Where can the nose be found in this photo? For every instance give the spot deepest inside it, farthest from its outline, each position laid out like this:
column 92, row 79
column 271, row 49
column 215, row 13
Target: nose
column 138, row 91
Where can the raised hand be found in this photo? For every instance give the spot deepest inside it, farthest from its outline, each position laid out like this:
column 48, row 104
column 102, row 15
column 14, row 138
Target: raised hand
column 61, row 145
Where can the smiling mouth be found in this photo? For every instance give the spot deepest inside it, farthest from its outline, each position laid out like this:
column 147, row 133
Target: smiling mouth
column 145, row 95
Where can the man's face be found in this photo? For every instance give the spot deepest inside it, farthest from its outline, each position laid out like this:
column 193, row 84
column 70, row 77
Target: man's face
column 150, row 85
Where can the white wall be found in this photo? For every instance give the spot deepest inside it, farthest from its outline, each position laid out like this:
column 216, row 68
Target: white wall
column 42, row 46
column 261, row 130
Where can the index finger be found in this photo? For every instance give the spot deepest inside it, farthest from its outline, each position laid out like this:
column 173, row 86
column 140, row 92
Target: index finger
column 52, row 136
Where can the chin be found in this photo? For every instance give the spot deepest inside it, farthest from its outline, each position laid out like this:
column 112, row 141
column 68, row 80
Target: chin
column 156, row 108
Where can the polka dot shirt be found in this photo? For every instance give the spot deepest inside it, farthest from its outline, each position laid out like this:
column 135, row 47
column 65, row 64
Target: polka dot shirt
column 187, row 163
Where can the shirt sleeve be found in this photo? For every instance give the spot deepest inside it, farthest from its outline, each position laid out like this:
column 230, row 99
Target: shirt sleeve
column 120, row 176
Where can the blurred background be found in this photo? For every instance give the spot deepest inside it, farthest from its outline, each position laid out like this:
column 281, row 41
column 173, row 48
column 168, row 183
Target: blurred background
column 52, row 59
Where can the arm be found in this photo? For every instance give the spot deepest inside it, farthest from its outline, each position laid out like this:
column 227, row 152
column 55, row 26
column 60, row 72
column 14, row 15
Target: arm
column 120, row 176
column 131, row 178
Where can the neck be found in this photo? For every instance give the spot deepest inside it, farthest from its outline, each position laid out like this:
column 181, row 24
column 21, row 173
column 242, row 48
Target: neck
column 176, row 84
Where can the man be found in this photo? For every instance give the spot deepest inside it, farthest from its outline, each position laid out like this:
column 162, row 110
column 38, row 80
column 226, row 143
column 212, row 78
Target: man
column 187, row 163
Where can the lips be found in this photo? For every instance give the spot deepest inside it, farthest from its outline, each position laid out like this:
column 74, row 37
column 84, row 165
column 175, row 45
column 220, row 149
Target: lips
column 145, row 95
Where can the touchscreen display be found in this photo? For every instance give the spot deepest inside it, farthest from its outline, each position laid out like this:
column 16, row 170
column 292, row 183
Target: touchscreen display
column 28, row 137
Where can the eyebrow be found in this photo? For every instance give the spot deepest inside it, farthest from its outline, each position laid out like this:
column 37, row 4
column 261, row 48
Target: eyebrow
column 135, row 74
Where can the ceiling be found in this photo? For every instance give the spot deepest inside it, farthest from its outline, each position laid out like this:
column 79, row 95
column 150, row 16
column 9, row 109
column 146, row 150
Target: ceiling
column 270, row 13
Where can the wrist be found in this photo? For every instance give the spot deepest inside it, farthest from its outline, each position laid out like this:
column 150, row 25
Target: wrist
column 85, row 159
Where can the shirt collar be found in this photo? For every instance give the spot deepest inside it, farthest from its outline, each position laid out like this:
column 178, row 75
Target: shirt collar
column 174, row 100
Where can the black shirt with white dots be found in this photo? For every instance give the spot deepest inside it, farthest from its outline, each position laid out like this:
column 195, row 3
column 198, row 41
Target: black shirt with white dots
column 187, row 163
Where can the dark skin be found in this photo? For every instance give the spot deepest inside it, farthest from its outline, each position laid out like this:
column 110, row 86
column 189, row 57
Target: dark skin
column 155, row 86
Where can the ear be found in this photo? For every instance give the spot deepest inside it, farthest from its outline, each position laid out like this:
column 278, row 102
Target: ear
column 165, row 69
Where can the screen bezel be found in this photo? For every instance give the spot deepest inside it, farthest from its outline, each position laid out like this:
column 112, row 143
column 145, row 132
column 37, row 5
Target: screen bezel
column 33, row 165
#####
* [PROMPT]
Could you reproduce the records above word for word, from their very start through the line with "column 138, row 91", that line included?

* [OUTPUT OF THE TASK]
Where can the nose be found in this photo? For every instance give the spot deepest inside it, farthest from its outline, each position laid out like this:
column 92, row 79
column 271, row 49
column 215, row 13
Target: nose
column 138, row 91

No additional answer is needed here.